United States v. Wells Fargo Bank, N.A., No. 12 Civ. 7527(JMF).

CourtUnited States District Courts. 2nd Circuit. United States District Courts. 2nd Circuit. Southern District of New York
Writing for the CourtJESSE M. FURMAN
Citation972 F.Supp.2d 593
PartiesUNITED STATES of America, Plaintiff, v. WELLS FARGO BANK, N.A., Defendant.
Docket NumberNo. 12 Civ. 7527(JMF).
Decision Date24 September 2013

972 F.Supp.2d 593

UNITED STATES of America, Plaintiff,
v.
WELLS FARGO BANK, N.A., Defendant.

No. 12 Civ. 7527(JMF).

United States District Court,
S.D. New York.

Sept. 24, 2013.


[972 F.Supp.2d 598]


Jeffrey Stuart Oestericher, Rebecca Sol Tinio, Sarah Jean North, U.S. Attorney's Office, New York, NY, for Plaintiff.

Amy Pritchard Williams, K & L Gates LLP, Charlotte, NC, Jennifer M. Wollenberg, Douglas W. Baruch, Fried, Frank, Harris, Shriver & Jacobson LLP, Washington, DC, William Farnham Johnson, Fried, Frank, Harris, Shriver & Jacobson, New York, NY, Michael J. Missal, K & L Gates LLP, Washington, DC, for Defendant.

(REQUIRED TASK 1):
Answer from the case header:
(a) Which judge wrote for the court?
(b) On what date was the case decided?
(c) Which firm and city are listed with Amy Pritchard Williams?
The text and the records have no connection to each other.

(MATERIAL SUPPLIED):
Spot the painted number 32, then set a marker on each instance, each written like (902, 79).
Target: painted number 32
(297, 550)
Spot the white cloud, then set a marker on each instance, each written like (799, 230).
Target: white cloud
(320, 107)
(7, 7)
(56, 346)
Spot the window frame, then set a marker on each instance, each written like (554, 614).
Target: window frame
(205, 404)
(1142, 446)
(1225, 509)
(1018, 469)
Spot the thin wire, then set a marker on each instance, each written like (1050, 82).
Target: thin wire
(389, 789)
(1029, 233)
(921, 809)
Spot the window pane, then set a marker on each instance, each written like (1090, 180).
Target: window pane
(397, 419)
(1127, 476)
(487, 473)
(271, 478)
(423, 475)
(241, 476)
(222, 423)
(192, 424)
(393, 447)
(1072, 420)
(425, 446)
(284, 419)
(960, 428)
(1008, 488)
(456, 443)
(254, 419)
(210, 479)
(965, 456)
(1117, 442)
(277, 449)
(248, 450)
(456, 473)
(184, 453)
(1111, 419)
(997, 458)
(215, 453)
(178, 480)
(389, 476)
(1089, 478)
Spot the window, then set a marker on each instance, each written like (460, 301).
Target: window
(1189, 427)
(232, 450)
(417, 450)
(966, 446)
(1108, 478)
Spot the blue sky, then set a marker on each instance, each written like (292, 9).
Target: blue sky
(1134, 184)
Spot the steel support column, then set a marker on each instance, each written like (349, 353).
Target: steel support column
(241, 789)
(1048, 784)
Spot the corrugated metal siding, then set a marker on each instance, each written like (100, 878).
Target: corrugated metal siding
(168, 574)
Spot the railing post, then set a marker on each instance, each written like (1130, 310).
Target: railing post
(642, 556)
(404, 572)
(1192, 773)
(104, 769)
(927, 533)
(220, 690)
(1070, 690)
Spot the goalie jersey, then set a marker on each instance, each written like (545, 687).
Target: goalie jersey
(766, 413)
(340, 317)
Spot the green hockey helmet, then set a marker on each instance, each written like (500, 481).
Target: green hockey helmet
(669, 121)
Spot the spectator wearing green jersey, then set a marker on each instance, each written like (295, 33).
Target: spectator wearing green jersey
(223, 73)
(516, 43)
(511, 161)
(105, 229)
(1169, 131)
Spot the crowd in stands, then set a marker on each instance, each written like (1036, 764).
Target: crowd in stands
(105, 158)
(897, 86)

(REQUIRED TASK 2): In the records, switch "steel support column" to "metal pillar" in the lines from the one with "Spot the blue" to the one with "(1048, 784)", and give back only those lines, otherwise unchanged.

(FULL SOLUTION 1):
(a) Jesse M. Furman
(b) 24 September 2013
(c) K & L Gates LLP, Charlotte, NC

(FULL SOLUTION 2):
Spot the blue sky, then set a marker on each instance, each written like (292, 9).
Target: blue sky
(1134, 184)
Spot the metal pillar, then set a marker on each instance, each written like (349, 353).
Target: metal pillar
(241, 789)
(1048, 784)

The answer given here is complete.